> **Exercise**
The expected output is an exact copy of the lines from the one containing "Keypoint guideline: for each instance of the serrated" to the final line below, minus any pictures.

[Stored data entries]
------------------------
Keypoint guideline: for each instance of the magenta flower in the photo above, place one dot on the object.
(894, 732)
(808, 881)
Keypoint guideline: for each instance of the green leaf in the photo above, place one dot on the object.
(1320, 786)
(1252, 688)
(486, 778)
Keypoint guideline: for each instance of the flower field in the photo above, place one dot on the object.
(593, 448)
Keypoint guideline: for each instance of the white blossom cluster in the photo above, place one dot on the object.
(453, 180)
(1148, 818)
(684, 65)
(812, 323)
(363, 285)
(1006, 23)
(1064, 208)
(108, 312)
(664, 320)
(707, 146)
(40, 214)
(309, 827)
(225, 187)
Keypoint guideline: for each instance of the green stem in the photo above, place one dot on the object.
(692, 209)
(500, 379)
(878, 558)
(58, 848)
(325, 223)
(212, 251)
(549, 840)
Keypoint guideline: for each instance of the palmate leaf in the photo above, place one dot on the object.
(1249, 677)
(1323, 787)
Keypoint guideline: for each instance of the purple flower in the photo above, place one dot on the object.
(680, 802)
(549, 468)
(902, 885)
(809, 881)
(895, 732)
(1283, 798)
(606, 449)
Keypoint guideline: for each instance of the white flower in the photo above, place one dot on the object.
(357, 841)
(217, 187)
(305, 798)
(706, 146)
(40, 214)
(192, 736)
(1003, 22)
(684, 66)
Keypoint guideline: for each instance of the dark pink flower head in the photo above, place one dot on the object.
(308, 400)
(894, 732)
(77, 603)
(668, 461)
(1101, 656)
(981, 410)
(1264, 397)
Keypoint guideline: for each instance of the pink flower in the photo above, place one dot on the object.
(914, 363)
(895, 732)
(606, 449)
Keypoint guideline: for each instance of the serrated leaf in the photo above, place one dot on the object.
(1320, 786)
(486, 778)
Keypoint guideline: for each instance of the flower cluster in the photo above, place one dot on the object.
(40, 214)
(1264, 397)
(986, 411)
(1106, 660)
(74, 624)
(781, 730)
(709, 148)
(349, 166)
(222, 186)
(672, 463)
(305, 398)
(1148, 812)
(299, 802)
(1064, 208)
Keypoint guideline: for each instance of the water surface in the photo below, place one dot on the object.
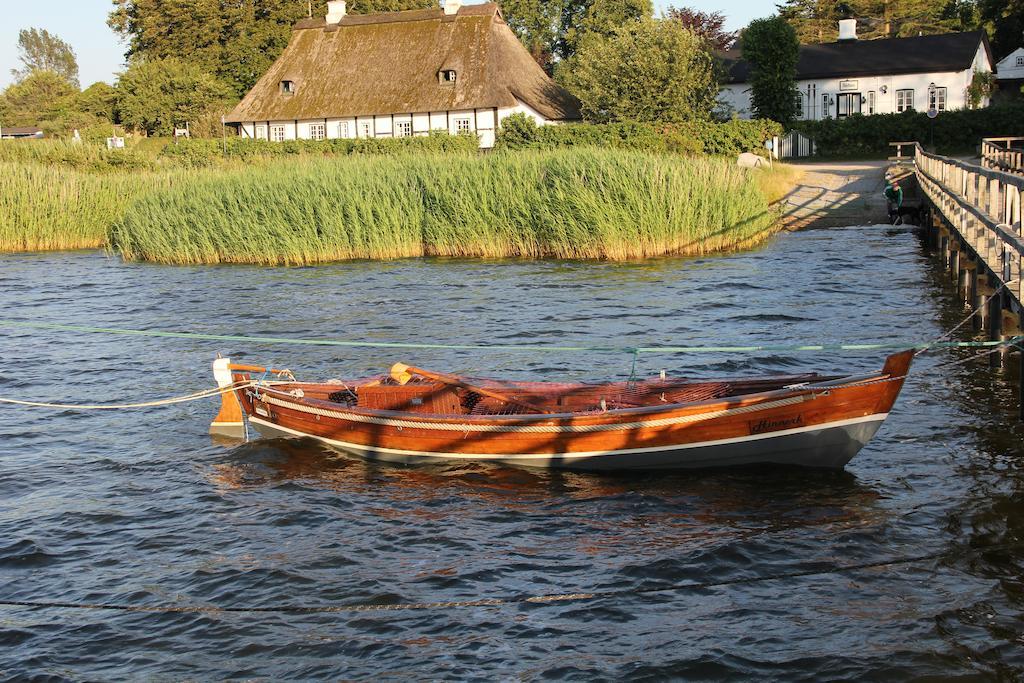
------------------------
> **Solution for this problem**
Keypoint guideline: for each instance of the serrated leaf in the photo above, place one dot on the object.
(1320, 786)
(486, 778)
Keypoint guideline: for each instance of the flower cluster in the photo above, place one dot on the object.
(40, 214)
(1264, 397)
(986, 411)
(1106, 660)
(74, 624)
(781, 730)
(709, 148)
(349, 166)
(222, 186)
(672, 463)
(305, 398)
(1148, 812)
(299, 802)
(1064, 208)
Keypoint guideline: for each instance of the water surface in the photo below, place one dot on the object.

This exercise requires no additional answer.